*BRIEF*
In the records that follow, find each line with "below" and pull it out.

*Items from a data source*
[Start of section]
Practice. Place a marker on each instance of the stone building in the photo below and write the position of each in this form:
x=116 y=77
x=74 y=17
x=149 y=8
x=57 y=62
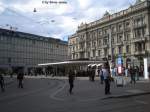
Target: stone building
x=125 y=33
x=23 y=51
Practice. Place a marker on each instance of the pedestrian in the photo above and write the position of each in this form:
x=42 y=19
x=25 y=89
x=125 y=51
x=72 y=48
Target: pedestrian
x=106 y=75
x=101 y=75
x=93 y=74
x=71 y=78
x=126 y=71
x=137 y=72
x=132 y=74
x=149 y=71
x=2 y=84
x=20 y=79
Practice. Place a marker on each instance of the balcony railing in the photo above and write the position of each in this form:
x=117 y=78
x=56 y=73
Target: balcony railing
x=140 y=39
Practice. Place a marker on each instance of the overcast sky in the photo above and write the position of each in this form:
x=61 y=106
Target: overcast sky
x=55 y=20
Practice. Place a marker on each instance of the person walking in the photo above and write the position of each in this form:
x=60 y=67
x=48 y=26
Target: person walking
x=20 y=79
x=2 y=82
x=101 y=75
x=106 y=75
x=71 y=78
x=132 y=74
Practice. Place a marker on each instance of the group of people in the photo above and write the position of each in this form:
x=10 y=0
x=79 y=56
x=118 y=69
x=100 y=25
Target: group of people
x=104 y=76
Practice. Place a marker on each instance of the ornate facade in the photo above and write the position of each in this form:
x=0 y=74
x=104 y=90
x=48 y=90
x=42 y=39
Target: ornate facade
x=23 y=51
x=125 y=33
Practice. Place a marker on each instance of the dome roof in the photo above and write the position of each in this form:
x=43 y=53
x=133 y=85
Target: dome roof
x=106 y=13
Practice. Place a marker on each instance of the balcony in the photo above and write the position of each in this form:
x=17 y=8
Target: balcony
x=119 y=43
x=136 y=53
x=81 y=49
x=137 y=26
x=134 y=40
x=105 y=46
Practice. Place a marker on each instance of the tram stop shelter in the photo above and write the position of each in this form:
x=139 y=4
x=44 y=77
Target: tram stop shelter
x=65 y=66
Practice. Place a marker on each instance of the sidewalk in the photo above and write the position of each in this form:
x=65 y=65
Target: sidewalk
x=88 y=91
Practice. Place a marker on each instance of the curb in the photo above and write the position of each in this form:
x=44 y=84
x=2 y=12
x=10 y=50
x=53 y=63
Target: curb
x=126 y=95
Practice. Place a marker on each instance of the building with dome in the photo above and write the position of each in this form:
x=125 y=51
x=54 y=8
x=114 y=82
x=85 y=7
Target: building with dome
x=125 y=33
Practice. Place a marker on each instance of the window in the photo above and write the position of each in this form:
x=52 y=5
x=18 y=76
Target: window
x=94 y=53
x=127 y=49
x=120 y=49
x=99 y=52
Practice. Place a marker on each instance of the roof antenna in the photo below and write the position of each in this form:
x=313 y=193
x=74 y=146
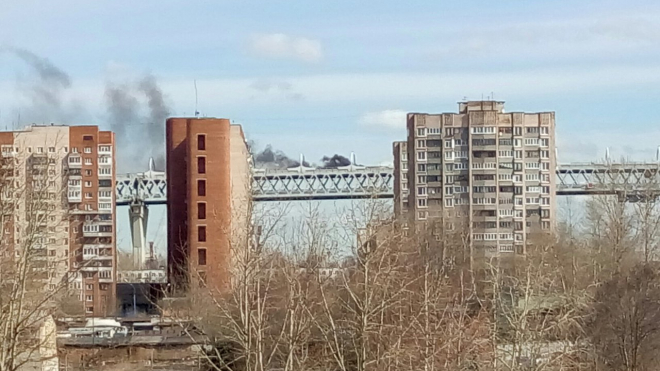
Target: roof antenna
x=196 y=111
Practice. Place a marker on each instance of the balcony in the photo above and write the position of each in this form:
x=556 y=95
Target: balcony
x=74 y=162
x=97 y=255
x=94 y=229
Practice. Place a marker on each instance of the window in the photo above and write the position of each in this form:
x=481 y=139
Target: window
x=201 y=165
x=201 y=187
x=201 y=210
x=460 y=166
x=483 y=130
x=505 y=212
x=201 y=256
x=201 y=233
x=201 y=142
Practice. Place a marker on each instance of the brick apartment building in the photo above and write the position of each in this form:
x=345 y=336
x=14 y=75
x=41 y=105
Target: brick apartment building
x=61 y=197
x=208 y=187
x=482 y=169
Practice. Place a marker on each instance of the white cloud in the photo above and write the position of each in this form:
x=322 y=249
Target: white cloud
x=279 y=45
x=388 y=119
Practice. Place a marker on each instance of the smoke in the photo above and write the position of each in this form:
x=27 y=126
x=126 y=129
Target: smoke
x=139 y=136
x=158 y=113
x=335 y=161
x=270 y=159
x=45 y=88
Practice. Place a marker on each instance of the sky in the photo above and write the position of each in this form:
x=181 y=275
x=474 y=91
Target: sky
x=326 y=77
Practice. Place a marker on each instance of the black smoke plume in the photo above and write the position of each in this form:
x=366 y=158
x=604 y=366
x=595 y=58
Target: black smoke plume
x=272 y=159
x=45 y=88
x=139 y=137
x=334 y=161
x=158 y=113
[End of section]
*THE ANSWER*
Practice. Place a marker on each instance of the stone building in the photo below and write the position of each in this form:
Practice. Place a marker on each instance of the roof antenna in the photo below and write the position of each in this form:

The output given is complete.